## AUSZUG AUS QUELLE:
..........

Urteil vom 28.08.2008


Leitsätze:

1. Wird dem Arbeitnehmer ein Dienstwagen auch zur privaten Nutzung überlassen, so ist ein Zuschlag nach § 8 Abs. 2 Satz 3 EStG (0,03 %-Regelung) nur vorzunehmen, wenn der Arbeitnehmer den Dienstwagen tatsächlich für die Fahrten zwischen Wohnung und Arbeitsstätte nutzt. Für eine solche Nutzung besteht ein Anscheinsbeweis, der durch die Vorlage einer auf den Arbeitnehmer ausgestellten Jahres-Bahnfahrkarte entkräftet werden kann.

2. Mit der Entkräftung des Anscheinsbeweises ist der Sachverhalt zur Ermittlung des Zuschlags im Hinblick auf Art und Umfang der Nutzung des Dienstwagens umfassend aufzuklären (Anschluss an Senatsurteile vom 4. April 2008 VI R 85/04, BStBl II 2008, 887, und VI R 68/05, BStBl II 2008, 890).


Gründe:
I.

..........

## VORLIEGENDE DATEN:
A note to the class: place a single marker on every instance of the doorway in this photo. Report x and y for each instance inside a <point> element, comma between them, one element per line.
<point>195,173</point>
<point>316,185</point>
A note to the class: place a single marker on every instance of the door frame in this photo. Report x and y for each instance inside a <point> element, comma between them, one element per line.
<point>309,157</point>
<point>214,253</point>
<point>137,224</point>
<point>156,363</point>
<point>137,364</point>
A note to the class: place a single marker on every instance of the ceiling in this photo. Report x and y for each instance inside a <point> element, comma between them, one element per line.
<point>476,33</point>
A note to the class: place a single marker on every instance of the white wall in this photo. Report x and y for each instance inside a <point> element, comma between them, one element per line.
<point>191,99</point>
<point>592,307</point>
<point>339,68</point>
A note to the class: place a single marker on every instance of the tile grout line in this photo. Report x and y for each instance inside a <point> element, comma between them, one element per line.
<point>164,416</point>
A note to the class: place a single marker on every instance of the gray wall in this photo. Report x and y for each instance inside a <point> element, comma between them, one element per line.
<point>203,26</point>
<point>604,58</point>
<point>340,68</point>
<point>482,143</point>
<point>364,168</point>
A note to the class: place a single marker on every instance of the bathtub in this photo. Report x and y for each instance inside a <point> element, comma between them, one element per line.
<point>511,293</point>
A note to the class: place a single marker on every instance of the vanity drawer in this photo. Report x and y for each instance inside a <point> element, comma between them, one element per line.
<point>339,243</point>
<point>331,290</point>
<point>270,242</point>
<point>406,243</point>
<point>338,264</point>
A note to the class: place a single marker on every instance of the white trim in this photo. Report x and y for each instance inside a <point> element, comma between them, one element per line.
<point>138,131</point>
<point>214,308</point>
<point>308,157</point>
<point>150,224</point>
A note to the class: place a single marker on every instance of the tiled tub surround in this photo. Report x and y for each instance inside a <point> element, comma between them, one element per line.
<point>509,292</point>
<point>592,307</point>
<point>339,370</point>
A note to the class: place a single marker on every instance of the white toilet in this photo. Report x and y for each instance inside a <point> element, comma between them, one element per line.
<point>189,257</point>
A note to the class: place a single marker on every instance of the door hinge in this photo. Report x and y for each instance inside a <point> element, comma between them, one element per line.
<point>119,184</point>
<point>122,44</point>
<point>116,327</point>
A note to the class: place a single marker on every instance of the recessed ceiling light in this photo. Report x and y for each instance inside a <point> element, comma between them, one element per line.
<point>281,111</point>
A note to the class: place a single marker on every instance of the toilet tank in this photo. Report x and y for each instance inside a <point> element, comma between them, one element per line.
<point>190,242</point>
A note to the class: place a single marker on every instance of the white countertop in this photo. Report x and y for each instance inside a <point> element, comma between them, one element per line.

..........

## SCHRIFTLICHE AUFGABEN:
1. Schreib jede Zeile der Einträge heraus, in der die Zeichenfolge „countertop“ vorkommt.
2. Schreib das Urteil zur Dienstwagennutzung weiter, und zwar ab der Stelle, an der es aufhört.
Das Urteil zur Dienstwagennutzung und die Einträge haben nichts miteinander zu tun.

## ERWARTETE ANTWORTEN:
1.
A note to the class: place a single marker on every instance of the white countertop in this photo. Report x and y for each instance inside a <point> element, comma between them, one element per line.

2.
Die Kläger und Revisionskläger (Kläger) wohnen in A und wurden als Eheleute in den Streitjahren (2001 bis 2003) zusammen zur Einkommensteuer veranlagt. Der Kläger erzielt Einkünfte aus nichtselbständiger Arbeit. Seine regelmäßige Arbeitsstätte befand sich in den Streitjahren bei der W-AG in B. Dem Kläger wurde von der W-AG ab Juni 2001 ein Dienstwagen zur Verfügung gestellt. Der aus der Überlassung folgende geldwerte Vorteil für die private Nutzung des Dienstwagens wurde nach der 1 %-Regelung des § 8 Abs. 2 Satz 2 des Einkommensteuergesetzes (EStG) lohnsteuerlich erfasst. Auf den Ansatz des Zuschlags nach § 8 Abs. 2 Satz 3 EStG für Fahrten mit dem Dienstwagen zwischen Wohnung und Arbeitsstätte wurde sowohl von der W-AG beim Lohnsteuerabzug als auch vom Kläger in den Einkommensteuererklärungen für die Streitjahre mit der Begründung verzichtet, dass der Kläger für derartige Fahrten ausschließlich öffentliche Verkehrsmittel genutzt habe.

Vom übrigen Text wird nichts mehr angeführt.